- _What you will do_
Each record below should be written out again exactly as given.

- _Data section_
--*--
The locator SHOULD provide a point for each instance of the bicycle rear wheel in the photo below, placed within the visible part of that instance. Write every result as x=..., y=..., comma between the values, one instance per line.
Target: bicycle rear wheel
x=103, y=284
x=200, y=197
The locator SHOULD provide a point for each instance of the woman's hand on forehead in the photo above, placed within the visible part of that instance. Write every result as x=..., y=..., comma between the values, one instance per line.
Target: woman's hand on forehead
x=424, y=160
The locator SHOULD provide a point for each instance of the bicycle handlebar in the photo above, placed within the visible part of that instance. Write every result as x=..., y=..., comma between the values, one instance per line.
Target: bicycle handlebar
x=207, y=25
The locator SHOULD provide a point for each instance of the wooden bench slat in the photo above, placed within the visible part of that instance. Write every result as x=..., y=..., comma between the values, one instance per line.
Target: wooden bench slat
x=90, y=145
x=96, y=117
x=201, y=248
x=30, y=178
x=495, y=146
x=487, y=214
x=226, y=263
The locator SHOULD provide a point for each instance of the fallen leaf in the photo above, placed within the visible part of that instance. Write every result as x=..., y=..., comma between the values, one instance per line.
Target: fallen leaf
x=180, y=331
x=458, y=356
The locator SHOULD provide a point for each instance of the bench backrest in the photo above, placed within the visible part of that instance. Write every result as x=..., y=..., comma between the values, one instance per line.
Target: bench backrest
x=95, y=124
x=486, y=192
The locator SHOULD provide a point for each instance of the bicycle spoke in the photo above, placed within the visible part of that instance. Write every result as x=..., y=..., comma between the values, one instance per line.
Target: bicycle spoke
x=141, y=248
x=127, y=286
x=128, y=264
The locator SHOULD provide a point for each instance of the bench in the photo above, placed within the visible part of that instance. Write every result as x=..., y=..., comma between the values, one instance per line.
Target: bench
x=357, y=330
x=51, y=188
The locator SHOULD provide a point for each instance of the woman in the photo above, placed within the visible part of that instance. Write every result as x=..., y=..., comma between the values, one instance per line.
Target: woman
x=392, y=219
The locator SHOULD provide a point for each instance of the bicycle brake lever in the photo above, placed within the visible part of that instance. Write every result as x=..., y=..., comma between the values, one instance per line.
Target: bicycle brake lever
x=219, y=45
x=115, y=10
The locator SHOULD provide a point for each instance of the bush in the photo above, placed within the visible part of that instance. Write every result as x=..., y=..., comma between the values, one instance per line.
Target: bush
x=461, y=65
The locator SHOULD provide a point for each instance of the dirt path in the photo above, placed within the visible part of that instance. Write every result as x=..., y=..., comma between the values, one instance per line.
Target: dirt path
--*--
- _Your response_
The locator SHOULD provide a point for each instance of the bicycle rear wheel in the photo below, placed within the visible part of that instance. Write every result as x=..., y=..., comma between the values, one instance per line.
Target: bicycle rear wheel
x=103, y=284
x=200, y=197
The locator SHOULD provide a point for each instance of the woman's hand on forehead in the photo above, placed within the visible part of that instance. Write every result as x=..., y=..., comma between the values, one instance per line.
Target: woman's hand on forehead
x=424, y=160
The locator SHOULD provide a point for each instance of the bicycle handlebar in the photo above, placed within the visible part of that instance. Write every result as x=..., y=..., comma between the values, one instance per line.
Target: bicycle handlebar
x=207, y=25
The locator SHOULD provide a point for each instance of the wooden bench slat in the photo above, placed within the visible part of that instance. Write every result as x=..., y=..., comma between the values, one instance per line.
Target: wooden bench slat
x=90, y=145
x=96, y=117
x=201, y=248
x=30, y=178
x=495, y=146
x=487, y=214
x=226, y=263
The locator SHOULD provide a point for each instance of the fallen leaf in the photo above, placed within the visible part of that instance. Write every result as x=..., y=..., comma between the values, one instance per line.
Target: fallen leaf
x=180, y=331
x=458, y=356
The locator SHOULD provide a point for each instance of the bench backrest in the photo above, placed within the visible part of that instance. Write every result as x=..., y=..., comma between the values, one instance per line.
Target: bench backrest
x=95, y=124
x=486, y=192
The locator SHOULD provide a point for each instance of the bicycle spoke in the photo above, placed within the visible part of that instance. Write every result as x=..., y=..., comma between the values, one instance per line.
Target: bicycle spoke
x=141, y=248
x=127, y=286
x=128, y=264
The locator SHOULD provide a point for each instance of the bench in the photo above, placed within the visible part of that instance. Write every result as x=..., y=..., comma between the values, one instance per line.
Target: bench
x=357, y=330
x=51, y=188
The locator SHOULD provide a point for each instance of the woman in the photo above, placed within the visible part of that instance. Write every result as x=..., y=..., comma between the values, one instance per line.
Target: woman
x=392, y=219
The locator SHOULD provide a point for each instance of the bicycle brake lever in the photo above, placed within the visible part of that instance. Write every result as x=..., y=..., comma between the values, one instance per line.
Target: bicycle brake lever
x=219, y=45
x=115, y=10
The locator SHOULD provide a point for each instance of the bush in the photo above, placed within the visible part of that instance. Write every result as x=..., y=..., comma between the values, one instance per line.
Target: bush
x=461, y=65
The locator SHOULD provide a point for each instance of the dirt path in the photo above, placed within the visible part of that instance. Write every result as x=..., y=..., comma between the values, one instance per line.
Target: dirt path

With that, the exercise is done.